Selected extract =>
········
The Commission accepts the logic of a disarmament timetable, saying it is "convinced of the basic importance of agreed targets and guidelines", but here again it shies away from setting out a timeframe for weapon dismantlement.

It cites the ICJ ruling but misses some of the important new legal principles established by the world's supreme judicial organ. The new principles are a major boost to global efforts to delegitimize nuclear weapons.

The commissioners are most at ease while suggesting a menu of immediate steps. These include the removal of all nuclear forces from alert status and the physical separation of warheads from delivery vehicles so that any force reconstitution to an alert posture could occur only within known or agreed upon timeframes.

They also call for ending the deployment of non-strategic weapons, a measure unlikely to be accepted by China because it would leave much of its arsenal in cold storage. Most of China's nuclear weapons are of intermediate- and short-range and pose a threat mainly to its immediate neighbors.
········
Collected data:
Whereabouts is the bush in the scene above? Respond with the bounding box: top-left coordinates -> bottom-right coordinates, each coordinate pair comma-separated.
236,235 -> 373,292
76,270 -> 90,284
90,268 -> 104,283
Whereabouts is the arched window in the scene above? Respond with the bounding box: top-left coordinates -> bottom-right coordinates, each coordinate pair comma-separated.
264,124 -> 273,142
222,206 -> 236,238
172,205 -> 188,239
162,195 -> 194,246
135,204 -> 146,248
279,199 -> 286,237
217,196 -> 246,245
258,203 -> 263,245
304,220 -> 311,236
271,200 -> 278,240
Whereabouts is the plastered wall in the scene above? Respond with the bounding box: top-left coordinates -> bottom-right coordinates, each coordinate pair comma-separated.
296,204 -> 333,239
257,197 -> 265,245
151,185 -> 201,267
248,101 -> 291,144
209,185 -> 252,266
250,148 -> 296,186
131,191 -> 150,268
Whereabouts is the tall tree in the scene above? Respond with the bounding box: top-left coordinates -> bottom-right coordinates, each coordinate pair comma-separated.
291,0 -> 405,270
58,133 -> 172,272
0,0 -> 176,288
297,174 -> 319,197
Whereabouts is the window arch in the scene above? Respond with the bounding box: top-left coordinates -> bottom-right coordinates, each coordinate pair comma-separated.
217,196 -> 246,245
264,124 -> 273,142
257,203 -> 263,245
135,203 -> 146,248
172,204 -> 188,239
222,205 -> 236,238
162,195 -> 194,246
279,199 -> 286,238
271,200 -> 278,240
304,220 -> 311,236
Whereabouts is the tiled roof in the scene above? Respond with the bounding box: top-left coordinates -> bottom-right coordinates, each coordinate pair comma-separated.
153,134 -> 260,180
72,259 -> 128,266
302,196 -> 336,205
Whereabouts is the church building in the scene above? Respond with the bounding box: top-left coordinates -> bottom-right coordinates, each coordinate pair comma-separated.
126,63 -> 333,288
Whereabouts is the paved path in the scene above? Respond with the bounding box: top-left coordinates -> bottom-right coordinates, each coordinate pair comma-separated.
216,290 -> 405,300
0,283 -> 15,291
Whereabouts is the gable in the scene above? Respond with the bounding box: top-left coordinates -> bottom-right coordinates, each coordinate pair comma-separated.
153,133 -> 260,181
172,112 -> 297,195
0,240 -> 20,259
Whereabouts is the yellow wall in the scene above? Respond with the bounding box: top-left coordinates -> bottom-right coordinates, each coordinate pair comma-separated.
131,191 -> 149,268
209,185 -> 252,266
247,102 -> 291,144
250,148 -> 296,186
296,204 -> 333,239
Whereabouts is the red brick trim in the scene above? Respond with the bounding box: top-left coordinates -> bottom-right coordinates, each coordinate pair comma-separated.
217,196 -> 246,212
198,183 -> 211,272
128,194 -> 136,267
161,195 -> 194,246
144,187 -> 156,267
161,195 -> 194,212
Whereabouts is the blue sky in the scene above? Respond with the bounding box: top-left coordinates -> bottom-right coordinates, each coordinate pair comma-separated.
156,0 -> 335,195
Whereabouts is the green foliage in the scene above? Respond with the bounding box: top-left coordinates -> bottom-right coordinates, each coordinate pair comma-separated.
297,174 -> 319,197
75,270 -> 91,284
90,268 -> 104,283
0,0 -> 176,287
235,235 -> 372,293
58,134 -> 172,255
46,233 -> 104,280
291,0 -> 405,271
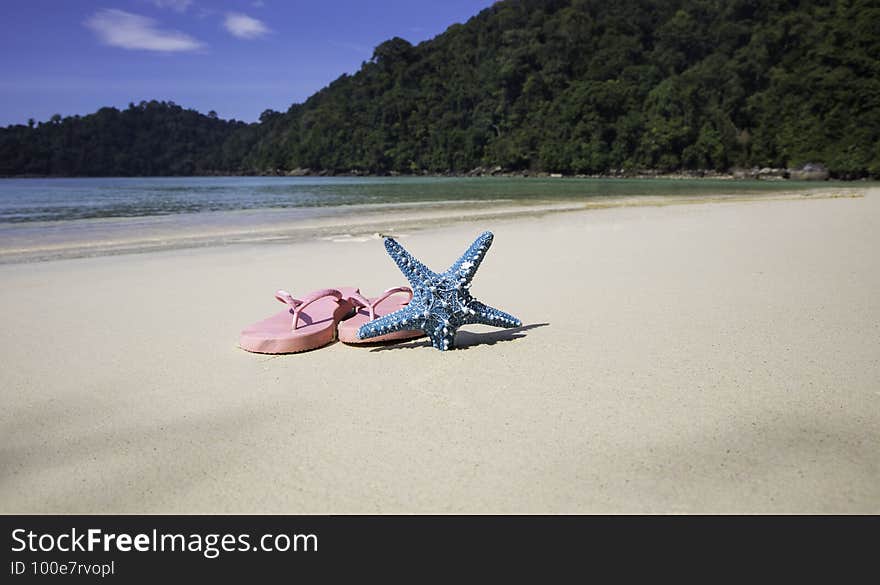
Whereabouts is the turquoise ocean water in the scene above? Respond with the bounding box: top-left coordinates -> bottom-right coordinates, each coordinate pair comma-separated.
0,177 -> 859,262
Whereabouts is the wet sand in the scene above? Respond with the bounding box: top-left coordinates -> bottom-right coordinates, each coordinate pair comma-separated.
0,190 -> 880,513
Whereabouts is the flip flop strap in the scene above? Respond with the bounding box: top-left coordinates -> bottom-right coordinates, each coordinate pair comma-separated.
350,286 -> 412,321
275,288 -> 342,331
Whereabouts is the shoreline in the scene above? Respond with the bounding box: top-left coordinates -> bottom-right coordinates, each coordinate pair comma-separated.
0,189 -> 880,514
0,187 -> 864,265
0,167 -> 880,184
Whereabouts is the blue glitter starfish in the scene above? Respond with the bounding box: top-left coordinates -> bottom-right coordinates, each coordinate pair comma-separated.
358,232 -> 522,350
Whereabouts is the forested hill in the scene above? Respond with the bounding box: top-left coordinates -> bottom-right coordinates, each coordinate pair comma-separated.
0,101 -> 258,176
0,0 -> 880,177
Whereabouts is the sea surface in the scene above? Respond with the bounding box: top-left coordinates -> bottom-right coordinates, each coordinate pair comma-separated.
0,177 -> 868,262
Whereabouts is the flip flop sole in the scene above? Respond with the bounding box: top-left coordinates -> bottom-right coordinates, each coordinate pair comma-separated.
238,297 -> 353,354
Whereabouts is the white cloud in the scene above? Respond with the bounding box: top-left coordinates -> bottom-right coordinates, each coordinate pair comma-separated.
85,9 -> 204,53
152,0 -> 192,12
223,12 -> 272,39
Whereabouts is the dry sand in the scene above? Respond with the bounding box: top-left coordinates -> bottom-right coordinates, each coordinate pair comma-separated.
0,190 -> 880,513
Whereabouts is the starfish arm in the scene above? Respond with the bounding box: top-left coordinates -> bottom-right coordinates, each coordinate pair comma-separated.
446,232 -> 495,284
385,238 -> 435,290
358,307 -> 424,339
468,301 -> 522,328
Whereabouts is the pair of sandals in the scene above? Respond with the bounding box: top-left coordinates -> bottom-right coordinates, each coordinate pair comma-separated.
239,286 -> 424,354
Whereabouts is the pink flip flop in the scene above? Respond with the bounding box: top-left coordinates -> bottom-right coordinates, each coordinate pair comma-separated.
339,286 -> 424,344
238,287 -> 357,353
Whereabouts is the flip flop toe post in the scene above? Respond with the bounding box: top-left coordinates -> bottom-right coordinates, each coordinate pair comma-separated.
239,288 -> 354,354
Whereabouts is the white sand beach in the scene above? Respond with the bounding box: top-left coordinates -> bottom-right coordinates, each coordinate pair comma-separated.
0,189 -> 880,514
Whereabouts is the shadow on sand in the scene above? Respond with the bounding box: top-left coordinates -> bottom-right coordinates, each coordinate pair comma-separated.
370,323 -> 550,351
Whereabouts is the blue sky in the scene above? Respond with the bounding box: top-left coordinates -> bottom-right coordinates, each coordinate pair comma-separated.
0,0 -> 493,126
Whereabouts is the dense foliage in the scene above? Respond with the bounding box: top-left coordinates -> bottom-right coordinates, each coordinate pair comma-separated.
0,101 -> 257,176
0,0 -> 880,177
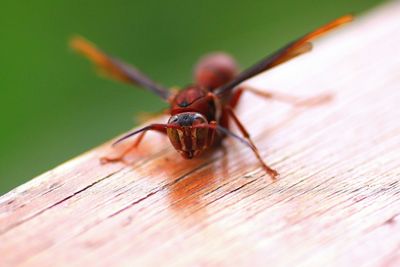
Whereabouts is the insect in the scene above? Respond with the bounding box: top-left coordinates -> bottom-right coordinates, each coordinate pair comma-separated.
71,15 -> 352,178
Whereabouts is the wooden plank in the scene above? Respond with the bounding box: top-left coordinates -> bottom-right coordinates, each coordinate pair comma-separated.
0,1 -> 400,266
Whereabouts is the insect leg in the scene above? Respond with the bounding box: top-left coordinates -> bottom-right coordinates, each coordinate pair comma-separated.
237,85 -> 333,107
100,124 -> 167,164
225,106 -> 279,179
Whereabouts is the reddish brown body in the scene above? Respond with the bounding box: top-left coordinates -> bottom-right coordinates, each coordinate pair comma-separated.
71,15 -> 352,177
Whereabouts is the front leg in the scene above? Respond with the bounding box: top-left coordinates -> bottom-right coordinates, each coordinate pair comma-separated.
224,106 -> 279,179
100,124 -> 167,164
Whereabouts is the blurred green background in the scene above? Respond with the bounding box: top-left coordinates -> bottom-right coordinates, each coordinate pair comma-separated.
0,0 -> 383,194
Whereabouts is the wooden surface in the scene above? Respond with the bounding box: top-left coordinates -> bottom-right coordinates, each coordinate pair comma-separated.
0,2 -> 400,267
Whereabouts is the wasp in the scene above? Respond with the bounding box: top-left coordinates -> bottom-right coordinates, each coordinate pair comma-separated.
71,15 -> 352,178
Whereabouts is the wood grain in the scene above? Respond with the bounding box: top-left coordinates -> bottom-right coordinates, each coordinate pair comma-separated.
0,1 -> 400,267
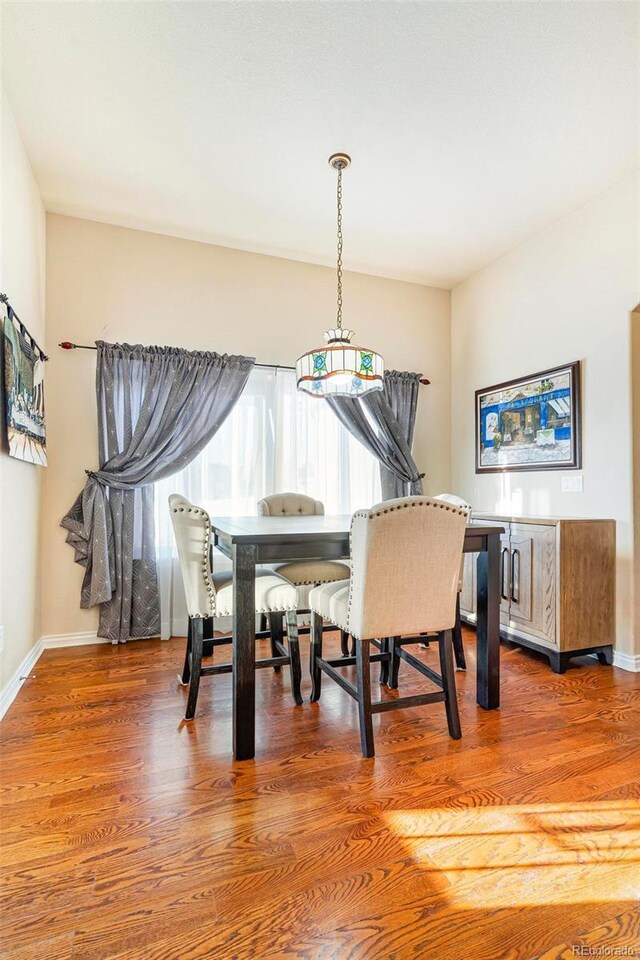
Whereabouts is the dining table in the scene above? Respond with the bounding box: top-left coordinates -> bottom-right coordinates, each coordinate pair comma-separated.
211,515 -> 504,760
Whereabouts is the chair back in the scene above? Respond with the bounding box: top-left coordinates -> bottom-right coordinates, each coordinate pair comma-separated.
348,497 -> 469,640
258,493 -> 324,517
433,493 -> 471,510
169,493 -> 216,617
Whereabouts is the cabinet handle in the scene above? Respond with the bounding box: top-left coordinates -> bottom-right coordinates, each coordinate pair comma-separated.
500,547 -> 509,600
511,547 -> 520,603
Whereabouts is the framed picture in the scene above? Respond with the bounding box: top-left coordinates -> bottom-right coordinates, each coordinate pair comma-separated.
476,360 -> 582,473
2,295 -> 47,467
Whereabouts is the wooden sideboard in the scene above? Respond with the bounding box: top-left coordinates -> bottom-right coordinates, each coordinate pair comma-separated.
460,513 -> 616,673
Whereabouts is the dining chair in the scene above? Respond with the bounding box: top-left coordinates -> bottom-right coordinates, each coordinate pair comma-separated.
309,497 -> 468,757
169,494 -> 302,720
433,493 -> 471,670
258,493 -> 355,656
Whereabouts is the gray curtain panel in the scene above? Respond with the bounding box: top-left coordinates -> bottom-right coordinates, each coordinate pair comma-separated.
380,370 -> 422,500
62,341 -> 255,643
327,371 -> 423,500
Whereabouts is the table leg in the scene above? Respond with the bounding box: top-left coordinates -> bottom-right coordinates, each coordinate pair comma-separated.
232,543 -> 256,760
476,533 -> 500,710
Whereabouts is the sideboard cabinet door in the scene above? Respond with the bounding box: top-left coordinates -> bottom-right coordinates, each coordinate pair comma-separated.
509,523 -> 558,644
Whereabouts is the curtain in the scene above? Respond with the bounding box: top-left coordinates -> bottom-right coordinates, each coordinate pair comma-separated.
380,370 -> 422,500
62,341 -> 255,643
156,367 -> 381,637
326,370 -> 424,500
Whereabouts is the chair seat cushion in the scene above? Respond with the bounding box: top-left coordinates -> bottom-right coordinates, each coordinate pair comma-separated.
213,570 -> 298,617
271,560 -> 351,586
309,580 -> 349,630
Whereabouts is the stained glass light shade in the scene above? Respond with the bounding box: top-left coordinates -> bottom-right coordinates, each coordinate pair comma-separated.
296,329 -> 384,397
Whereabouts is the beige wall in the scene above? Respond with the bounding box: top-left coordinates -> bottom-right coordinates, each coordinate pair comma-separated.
630,304 -> 640,653
452,179 -> 640,655
0,94 -> 46,689
43,215 -> 451,635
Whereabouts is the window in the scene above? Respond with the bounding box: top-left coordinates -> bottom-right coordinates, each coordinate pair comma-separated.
156,368 -> 381,637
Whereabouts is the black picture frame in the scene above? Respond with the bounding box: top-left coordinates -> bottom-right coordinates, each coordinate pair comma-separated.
475,360 -> 582,474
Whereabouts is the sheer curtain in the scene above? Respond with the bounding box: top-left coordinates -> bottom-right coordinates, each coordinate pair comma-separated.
155,368 -> 381,638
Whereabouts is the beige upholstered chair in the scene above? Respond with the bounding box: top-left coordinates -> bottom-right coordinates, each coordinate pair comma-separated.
434,493 -> 471,670
169,494 -> 302,720
309,497 -> 468,757
258,493 -> 350,655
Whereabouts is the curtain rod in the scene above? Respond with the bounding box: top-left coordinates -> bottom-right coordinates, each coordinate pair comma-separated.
58,340 -> 431,386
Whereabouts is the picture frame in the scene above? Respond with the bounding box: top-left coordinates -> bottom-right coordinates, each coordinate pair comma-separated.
475,360 -> 582,473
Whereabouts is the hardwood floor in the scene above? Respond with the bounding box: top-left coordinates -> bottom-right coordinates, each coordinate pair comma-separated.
0,631 -> 640,960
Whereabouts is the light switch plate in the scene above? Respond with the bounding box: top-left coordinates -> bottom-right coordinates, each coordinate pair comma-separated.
562,473 -> 582,493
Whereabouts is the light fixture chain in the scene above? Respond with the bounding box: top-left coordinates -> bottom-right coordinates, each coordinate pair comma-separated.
336,167 -> 342,330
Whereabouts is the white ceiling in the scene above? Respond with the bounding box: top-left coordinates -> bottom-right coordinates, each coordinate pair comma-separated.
2,0 -> 639,287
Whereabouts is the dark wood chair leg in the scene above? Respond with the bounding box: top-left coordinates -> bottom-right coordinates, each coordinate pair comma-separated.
378,637 -> 391,683
178,617 -> 191,687
309,610 -> 322,703
286,610 -> 302,706
263,613 -> 283,673
202,617 -> 215,657
438,630 -> 462,740
452,594 -> 467,670
184,617 -> 204,720
356,640 -> 375,757
388,637 -> 400,690
549,653 -> 570,673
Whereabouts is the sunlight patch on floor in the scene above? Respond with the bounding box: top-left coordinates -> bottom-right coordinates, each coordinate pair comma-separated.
384,800 -> 640,908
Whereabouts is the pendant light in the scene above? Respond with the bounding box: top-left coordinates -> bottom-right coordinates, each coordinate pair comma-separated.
296,153 -> 384,397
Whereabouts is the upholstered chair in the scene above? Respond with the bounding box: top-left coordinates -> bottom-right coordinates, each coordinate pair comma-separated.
434,493 -> 471,670
309,497 -> 468,757
258,493 -> 350,655
169,494 -> 302,720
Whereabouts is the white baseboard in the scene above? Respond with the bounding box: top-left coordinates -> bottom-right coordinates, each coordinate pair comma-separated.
0,640 -> 44,720
40,633 -> 104,650
613,650 -> 640,673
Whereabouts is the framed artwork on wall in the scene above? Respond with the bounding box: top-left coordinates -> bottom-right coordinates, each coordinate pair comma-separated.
476,360 -> 582,473
0,294 -> 47,467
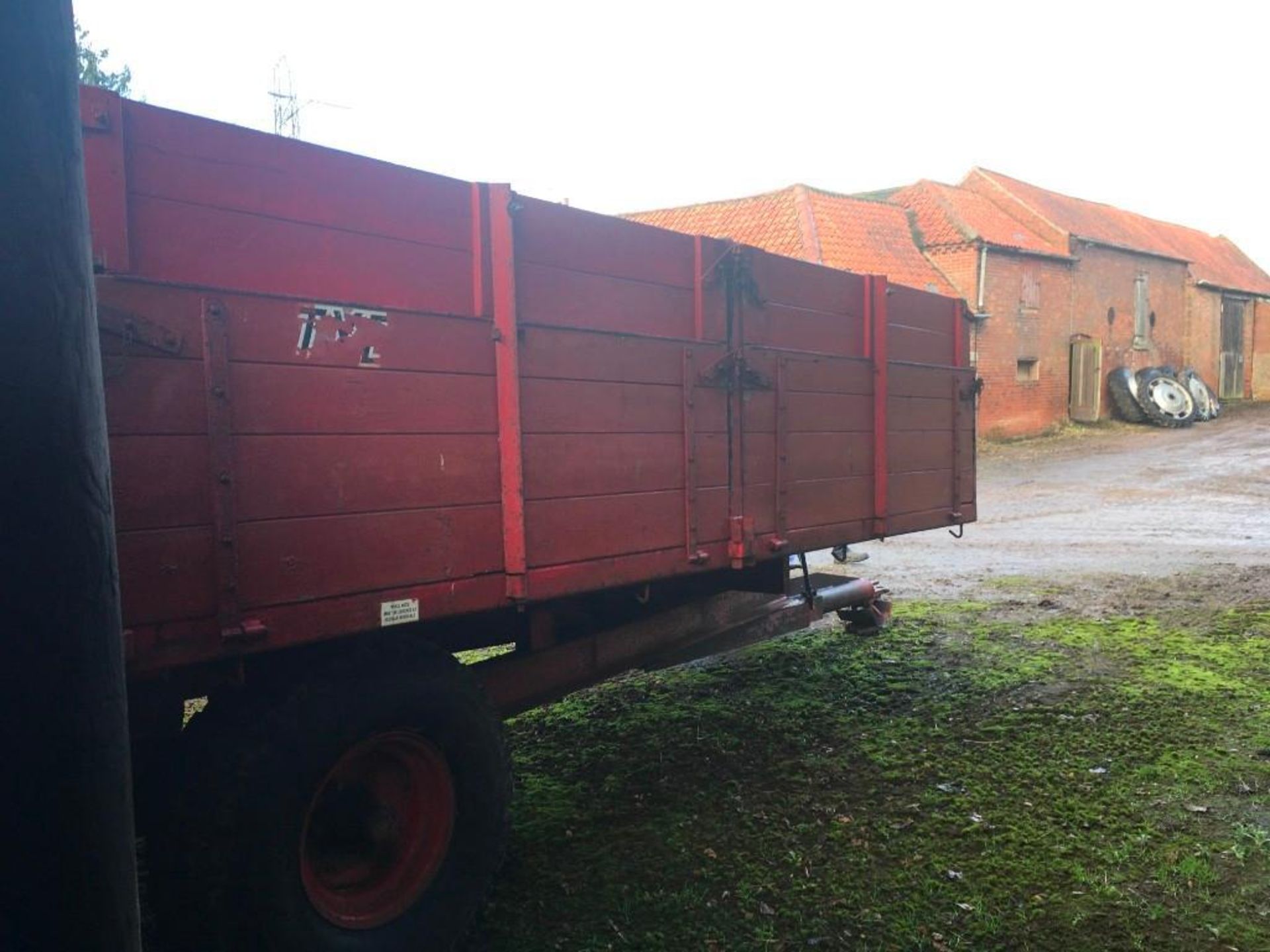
········
Exercises =>
A) Say whether each statement agrees with the nuclear disarmament passage, answering yes or no and quoting the words that decide it.
(i) The Commission sets out a timeframe for dismantling weapons.
(ii) The commissioners suggest physically separating warheads from delivery vehicles.
(iii) Most of China's nuclear weapons are long-range.
B) Using the nuclear disarmament passage, answer these questions:
(i) What ruling does the Commission cite?
(ii) What immediate step concerning alert status do the commissioners suggest?
(iii) Which country is said to be unlikely to accept an end to deploying non-strategic weapons?

Results =>
A)
(i) No: "it shies away from setting out a timeframe for weapon dismantlement."
(ii) Yes: "the physical separation of warheads from delivery vehicles"
(iii) No: "Most of China's nuclear weapons are of intermediate- and short-range"

B)
(i) The ICJ ruling.
(ii) The removal of all nuclear forces from alert status.
(iii) China.